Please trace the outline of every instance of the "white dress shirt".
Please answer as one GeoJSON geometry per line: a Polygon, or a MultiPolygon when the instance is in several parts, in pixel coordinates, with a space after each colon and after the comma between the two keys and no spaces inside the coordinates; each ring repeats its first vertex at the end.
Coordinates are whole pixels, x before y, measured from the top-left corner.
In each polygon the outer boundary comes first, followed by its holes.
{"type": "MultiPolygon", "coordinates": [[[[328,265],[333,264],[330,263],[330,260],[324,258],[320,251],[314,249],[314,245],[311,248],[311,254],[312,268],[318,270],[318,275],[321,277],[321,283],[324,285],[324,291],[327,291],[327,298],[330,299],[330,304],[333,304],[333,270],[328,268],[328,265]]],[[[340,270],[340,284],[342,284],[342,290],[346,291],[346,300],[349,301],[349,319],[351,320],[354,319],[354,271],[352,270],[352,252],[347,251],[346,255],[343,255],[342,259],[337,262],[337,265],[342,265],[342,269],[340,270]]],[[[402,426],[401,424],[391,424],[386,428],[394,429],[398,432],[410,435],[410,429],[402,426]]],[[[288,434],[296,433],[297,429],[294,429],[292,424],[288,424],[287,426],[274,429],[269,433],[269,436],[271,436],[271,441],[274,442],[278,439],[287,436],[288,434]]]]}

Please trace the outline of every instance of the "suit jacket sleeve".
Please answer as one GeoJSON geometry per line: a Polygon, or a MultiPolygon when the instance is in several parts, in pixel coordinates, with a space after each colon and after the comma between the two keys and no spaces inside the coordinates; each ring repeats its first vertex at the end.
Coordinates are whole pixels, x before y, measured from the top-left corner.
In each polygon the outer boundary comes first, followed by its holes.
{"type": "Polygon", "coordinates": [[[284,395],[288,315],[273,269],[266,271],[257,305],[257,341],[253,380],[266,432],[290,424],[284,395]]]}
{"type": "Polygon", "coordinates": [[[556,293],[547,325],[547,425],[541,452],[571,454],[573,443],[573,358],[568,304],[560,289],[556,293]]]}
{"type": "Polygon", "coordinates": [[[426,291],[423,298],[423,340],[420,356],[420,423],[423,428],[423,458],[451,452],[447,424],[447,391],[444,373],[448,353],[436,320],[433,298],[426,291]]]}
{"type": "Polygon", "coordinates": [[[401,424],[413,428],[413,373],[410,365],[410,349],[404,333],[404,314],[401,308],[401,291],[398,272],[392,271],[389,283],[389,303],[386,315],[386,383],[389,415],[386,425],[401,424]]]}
_ _ _ _
_TASK DIRECTIONS_:
Pull out each line of the data above that contains the string "every". Case matters.

_CORRECT ANSWER_:
Please trace the outline of every instance of the "white dress shirt".
Please trace the outline of every instance of the "suit jacket sleeve".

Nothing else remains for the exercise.